● **KUTIPAN BACAAN**
Arsip | 2:57 pm

seni mendidik ANAK!!

31 Okt

jika seorang anak dibesarkan dalam suasana penuh KRITIKAN, ia belajar untuk selalu MENYALAHKAN.

jika seorang anak dibesarkan dalam PERMUSUHAN, ia belajar untuk selalu MELAWAN.

 jika seorang anak dibesarkan dalam KETAKUTAN, ia akan senantiasa dilanda KEGELISAHAN.

 jika seorang anak dibesarkan dalam KEMANJAAN, ia belajar untuk mementingkan DIRI SENDIRI.

 jika seorang anak dibesarkan dalam EJEKAN, ia akan senantiasa mengidap KEMINDERAN.

 jika seorang anak dibesarkan dalam KECEMBURUAN, ia belajar untuk IRI HATI.

 jika seorang anak dibesarkan dalam RASA MALU, ia belajar untuk merasa BERSALAH.

 jika seorang anak dibesarkan dalam semangat JIWA BESAR, ia belajar untuk PERCAYA DIRI.

 jika seorang anak dibesarkan dalam suasana SALING MENGHARGAI, ia belajar untuk SETIA dan SABAR.

 jika seorang anak dalam hidupnya diterima APA ADANYA, ia belajar untuk MENCINTA.

 jika seorang anak hidup dalam suasana RUKUN, ia belajar untuk mencintai dirinya.

 jika seorang anak hidupnya DIMENGERTI, ia belajar bahwa sangat baik untuk mempunyai CITA-CITA.

Jika seorang anak hidup dalam suasana ADIL, ia belajar akan KEMURAHAN HATI.

Jika seorang anak hidup dalam KEJUJURAN dan SPORTIVITAS, ia belajar akan KEBENARAN dan KEADILAN.

Jika seorang anak hidup dalam RASA AMAN, ia belajar kepada dirinya dan percaya kepada ORANG LAIN.

Jika seorang anak hidup penuh PERSAHABATAN, ia belajar bahwa dunia ini merupakan suat tempat yang indah untuk hidup.

Jika KAMU hidup dalam KETENTRAMAN, anak-anakmu akan hidup dalam KETENANGAN BATIN.

● **INFORMASI HASIL EKSTRAKSI**
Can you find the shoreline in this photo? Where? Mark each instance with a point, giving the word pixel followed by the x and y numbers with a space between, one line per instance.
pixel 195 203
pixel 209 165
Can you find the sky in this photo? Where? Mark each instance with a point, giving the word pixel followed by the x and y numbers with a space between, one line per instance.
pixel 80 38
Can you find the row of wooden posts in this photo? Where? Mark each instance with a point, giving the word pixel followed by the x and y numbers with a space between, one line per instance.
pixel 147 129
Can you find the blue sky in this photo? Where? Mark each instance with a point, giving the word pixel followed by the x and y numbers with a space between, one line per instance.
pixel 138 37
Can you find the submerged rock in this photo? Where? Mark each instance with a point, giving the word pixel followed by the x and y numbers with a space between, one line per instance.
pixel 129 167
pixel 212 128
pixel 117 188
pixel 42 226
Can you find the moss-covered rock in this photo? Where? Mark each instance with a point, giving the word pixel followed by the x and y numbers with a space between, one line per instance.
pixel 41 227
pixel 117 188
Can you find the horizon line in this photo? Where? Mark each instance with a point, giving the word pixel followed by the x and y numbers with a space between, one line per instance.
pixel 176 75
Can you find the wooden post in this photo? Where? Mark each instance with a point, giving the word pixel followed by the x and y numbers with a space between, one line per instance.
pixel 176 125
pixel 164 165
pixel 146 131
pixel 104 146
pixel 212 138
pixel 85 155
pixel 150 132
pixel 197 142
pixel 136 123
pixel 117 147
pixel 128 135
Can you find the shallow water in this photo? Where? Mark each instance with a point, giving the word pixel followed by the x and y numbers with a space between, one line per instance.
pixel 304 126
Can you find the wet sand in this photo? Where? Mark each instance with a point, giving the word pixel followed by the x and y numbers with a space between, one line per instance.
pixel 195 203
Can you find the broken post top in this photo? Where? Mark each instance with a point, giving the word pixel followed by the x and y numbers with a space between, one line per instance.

● **TUJUAN TUGAS**
Jawablah pertanyaan berikut berdasarkan teks tentang mendidik anak.
1. Apa yang dipelajari anak yang dibesarkan dalam permusuhan?
2. Apa yang dipelajari anak yang dibesarkan dalam semangat jiwa besar?
3. Apa yang dipelajari anak yang hidup dalam kejujuran dan sportivitas?

● **HASIL LATIHAN**
1. Selalu melawan.
2. Percaya diri.
3. Kebenaran dan keadilan.